:: Vorliegender Text ::
——

Die Kenntnis über das Vorkommen der Allergene im
Alltag ist unabdingbar.Abhängig von der Allergenquelle können allergische Kontaktdermatitis, konnubiale Kontaktdermatitis oder „airborne“ Kontaktdermatitis durch MI bei ein und demselben Patienten auftreten und unterschiedliche Behandlungs-/Managementstrategien erforderlich machen.
Isothiazolinone wie Benzisothiazolinon (BIT) und Octylisothiazolinon (OIT) wurden erstmals 1960 auf den Markt eingeführt, und zwar in Lederprodukten, Klebstoffen, Industriechemikalien, Farben und Reinigungsprodukten.1,2 Der erste Bericht einer allergischen Kontaktdermatitis (AKD) auf BIT wurde erst 1976 veröffentlicht.3 Es handelte sich um zwei Mitarbeiter, die Polyacrylatemulsionen für Farben und Wachse herstellten und Proxel CRL, einem industriellen Biozid, Pestizid und Konservierungsmittel (Imperial Chemical Industries, Slough, UK), ausgesetzt waren, welches BIT (10–20%) enthielt.1
MI ist ein häufig verwendetes Konservierungsmittel, das gegen Bakterien, Schimmel- und Hefepilze wirksam ist. Es wurde zuallererst in industriellen Produkten wie Wasserkühlsystemen, Kühlschmierstoffen, Klebstoffen, Latexemulsionen und Papiermühlen als hypoallergenes Konservierungsmittel eingeführt.4, 5
Seit den frühen 1980er-Jahren wird Kathon CG (Cosmetic Grade), eine Kombination aus Methylchlorisothiazolinon (MCI) und MI (MCI/MI) von Rohm und Haas, Philadelphia, Pennsylvania, USA, für die Verwendung in Kosmetika vermarktet.1
Die ersten Fälle von Kontaktdermatitis durch Kathon CG im Zusammenhang mit Kosmetika wurden bereits 1984 veröffentlicht. Da MCI nie ohne MI verwendet wurde und MI länger ohne nennenswerte Probleme am Markt war, sah man MCI als das Hauptallergen in Kathon CG an. 2005 erlaubte daher auch die EU die Verwendung von MI in Kosmetika, in einer Konzentration von maximal 100ppm.1
Der erste Fallbericht einer beruflich bedingten allergischen Kontaktdermatitis im Zusammenhang mit isoliert MI-haltigen Industrieprodukten – der Betroffene war beruflich MI in Wandverkleidungsklebstoffen ausgesetzt6 – erschien erst im Jahr 2004, zu spät, um seine Anwendung in Körperpflegemitteln erst gar nicht zuzulassen.

——

:: Aufgabe 1 ::
Übernehmen Sie aus dem Text zu Isothiazolinonen wortgetreu die Passage, die mit den Worten „Die Kenntnis über“ beginnt, und hören Sie nach „Behandlungs-/Managementstrategien erforderlich machen.“ auf.
:: Aufgabe 2 ::
In welchem Jahr ließ die EU laut dem Text zu Isothiazolinonen MI in Kosmetika zu, und welche Höchstkonzentration galt dabei?
Die nachstehende Auflistung wird für die Bearbeitung nicht benötigt.

:: Gegebene Angaben ::
——

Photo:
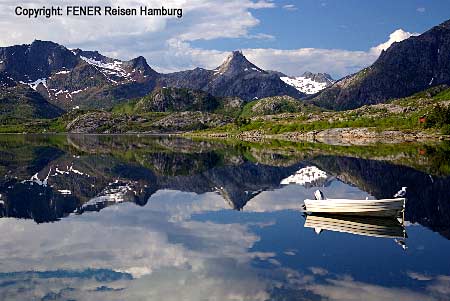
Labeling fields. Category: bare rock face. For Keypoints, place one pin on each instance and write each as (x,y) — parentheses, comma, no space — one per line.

——

:: Antwort 1 ::
Die Kenntnis über das Vorkommen der Allergene im
Alltag ist unabdingbar.Abhängig von der Allergenquelle können allergische Kontaktdermatitis, konnubiale Kontaktdermatitis oder „airborne“ Kontaktdermatitis durch MI bei ein und demselben Patienten auftreten und unterschiedliche Behandlungs-/Managementstrategien erforderlich machen.

:: Antwort 2 ::
2005, in einer Konzentration von maximal 100ppm.